Material supplied
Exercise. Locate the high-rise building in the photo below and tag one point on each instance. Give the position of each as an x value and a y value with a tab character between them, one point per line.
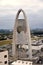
21	37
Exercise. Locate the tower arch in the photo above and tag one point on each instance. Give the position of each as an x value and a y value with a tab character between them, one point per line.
21	36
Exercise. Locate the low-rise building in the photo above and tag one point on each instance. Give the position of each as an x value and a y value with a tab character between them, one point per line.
22	62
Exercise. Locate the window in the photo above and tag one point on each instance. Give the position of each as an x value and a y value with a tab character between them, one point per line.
19	29
5	62
5	56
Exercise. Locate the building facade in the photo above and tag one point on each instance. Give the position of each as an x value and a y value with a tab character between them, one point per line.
21	36
3	57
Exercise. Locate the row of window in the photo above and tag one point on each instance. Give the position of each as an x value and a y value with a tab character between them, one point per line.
5	56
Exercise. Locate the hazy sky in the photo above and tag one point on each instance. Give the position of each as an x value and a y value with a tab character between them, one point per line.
32	8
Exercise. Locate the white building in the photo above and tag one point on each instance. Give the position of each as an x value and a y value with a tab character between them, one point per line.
20	62
3	57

Exercise details
Omit every picture while copying the listing above exactly.

Written solution
Exercise. Locate the high-rise building in the photo below and tag one point on each instance. Give the position of each as an x value and a y value with a tab character between them, one point per line.
21	37
Exercise. Locate the tower arch in the photo above and tag one point on each instance. Give the position of each as an x value and a y value with a tab character between them, one point per line.
21	36
Exercise. Locate the low-rise building in the photo above and tag one point on each instance. Give the position of each as an x value and a y value with a tab character between them, one point per line.
22	62
Exercise. Locate the window in the photo above and tag one point on each instance. Give the position of each as an x value and a y value with a tab character between them, one point per line.
19	29
5	62
5	56
Exercise. Locate the building facade in the photo above and tag one point on each instance. Give the position of each as an x value and a y value with a tab character between them, one point per line.
21	36
3	57
Exercise. Locate the row of window in the photo above and tag one point on each instance. Give the position of each as an x value and a y value with a tab character between them, one point per line.
5	56
Exercise. Locate the hazy sky in the photo above and tag one point on each instance. Give the position of each as an x value and a y value with a tab character between them, one point per line.
32	8
Exercise. Locate the white building in the photo above and tag one point on each instance. Give the position of each as an x value and a y value with a tab character between them, one point per line.
20	62
3	57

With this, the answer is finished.